**Working data**
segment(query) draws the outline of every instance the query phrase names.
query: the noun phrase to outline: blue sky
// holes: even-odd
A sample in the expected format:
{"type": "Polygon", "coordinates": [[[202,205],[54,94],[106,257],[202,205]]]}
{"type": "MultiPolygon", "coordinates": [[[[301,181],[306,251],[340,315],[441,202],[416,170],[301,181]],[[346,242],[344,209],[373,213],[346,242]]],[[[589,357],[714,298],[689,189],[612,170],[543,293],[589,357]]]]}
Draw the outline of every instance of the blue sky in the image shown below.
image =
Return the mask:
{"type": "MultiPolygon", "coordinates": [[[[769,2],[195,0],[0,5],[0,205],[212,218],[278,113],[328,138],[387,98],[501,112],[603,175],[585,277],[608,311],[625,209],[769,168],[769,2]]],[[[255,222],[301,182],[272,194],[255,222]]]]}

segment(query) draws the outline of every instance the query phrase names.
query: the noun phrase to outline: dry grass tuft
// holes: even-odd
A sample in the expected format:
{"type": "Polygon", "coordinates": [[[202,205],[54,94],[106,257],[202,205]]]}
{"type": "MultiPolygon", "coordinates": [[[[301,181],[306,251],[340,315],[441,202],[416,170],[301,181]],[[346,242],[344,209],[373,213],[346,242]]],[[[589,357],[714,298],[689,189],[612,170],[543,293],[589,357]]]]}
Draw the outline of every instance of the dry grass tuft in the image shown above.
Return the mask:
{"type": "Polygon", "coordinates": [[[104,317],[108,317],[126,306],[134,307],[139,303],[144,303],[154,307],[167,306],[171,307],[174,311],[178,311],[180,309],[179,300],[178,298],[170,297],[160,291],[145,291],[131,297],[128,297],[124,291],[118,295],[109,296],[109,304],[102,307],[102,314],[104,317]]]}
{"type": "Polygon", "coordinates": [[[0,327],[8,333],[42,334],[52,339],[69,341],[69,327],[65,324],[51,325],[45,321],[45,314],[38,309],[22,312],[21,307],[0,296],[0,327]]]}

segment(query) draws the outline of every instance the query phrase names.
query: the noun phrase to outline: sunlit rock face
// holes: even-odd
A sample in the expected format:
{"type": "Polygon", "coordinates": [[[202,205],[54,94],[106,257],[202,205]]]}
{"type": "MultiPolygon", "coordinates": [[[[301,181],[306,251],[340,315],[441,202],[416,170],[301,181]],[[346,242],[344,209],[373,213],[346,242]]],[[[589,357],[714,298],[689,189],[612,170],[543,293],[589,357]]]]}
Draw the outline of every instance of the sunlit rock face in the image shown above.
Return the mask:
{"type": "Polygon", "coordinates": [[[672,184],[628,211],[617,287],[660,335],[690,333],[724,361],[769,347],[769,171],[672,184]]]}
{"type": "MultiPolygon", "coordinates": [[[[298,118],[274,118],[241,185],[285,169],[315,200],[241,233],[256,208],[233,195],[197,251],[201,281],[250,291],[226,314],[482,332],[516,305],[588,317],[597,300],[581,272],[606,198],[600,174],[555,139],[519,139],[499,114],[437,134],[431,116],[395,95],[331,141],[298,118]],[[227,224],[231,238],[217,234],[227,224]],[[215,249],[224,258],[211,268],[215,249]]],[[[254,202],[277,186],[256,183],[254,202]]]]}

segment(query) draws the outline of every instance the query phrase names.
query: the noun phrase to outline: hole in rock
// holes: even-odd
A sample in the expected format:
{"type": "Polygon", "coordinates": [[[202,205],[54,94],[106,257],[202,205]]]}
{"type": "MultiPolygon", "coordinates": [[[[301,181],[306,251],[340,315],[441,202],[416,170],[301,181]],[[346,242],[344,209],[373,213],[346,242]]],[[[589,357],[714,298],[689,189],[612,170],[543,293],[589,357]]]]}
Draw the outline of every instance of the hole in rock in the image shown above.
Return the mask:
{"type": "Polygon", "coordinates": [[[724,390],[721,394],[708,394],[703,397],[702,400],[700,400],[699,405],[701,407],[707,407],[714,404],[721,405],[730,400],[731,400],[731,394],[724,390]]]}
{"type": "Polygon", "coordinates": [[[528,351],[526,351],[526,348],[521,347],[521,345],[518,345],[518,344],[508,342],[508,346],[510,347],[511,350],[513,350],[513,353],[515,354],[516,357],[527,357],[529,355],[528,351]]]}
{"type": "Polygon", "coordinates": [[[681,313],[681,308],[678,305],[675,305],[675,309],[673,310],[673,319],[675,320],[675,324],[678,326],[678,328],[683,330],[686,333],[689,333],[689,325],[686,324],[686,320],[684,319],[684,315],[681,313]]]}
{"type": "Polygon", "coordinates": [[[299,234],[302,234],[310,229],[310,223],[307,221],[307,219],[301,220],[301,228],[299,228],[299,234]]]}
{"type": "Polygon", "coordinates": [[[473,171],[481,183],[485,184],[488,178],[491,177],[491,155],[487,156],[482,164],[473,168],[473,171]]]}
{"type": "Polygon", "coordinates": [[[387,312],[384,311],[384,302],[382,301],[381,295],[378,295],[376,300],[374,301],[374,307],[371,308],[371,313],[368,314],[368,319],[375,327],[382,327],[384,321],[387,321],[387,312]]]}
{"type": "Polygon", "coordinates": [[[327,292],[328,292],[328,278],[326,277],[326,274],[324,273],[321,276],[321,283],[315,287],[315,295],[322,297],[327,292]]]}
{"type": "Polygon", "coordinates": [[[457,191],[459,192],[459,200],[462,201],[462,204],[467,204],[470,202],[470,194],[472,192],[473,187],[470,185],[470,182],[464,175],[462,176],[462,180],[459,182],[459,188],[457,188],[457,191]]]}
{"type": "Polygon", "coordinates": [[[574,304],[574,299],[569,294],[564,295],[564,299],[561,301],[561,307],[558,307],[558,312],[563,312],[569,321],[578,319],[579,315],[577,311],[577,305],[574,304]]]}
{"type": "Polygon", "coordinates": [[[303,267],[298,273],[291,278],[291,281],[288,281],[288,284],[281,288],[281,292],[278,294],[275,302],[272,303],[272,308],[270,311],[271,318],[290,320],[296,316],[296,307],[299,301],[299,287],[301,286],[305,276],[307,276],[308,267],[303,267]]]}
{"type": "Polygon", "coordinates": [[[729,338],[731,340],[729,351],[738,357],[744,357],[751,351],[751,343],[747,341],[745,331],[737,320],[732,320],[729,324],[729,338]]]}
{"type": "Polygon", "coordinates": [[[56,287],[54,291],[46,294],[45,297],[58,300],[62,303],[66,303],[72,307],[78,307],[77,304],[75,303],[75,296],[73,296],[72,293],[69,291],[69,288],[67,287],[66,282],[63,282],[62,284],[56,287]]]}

**Objective**
Identify every line in the entries above that contains the string "shown", matching case exactly, and copy each such line in full.

**Result of the exercise**
Draw the outline of every instance of the blue sky in the image shown below.
Draw the outline of every instance of the dry grass tuft in the image shown above.
Draw the outline of every instance of the sunlit rock face in the image shown above.
Draw the outline of every instance of the hole in rock in the image shown above.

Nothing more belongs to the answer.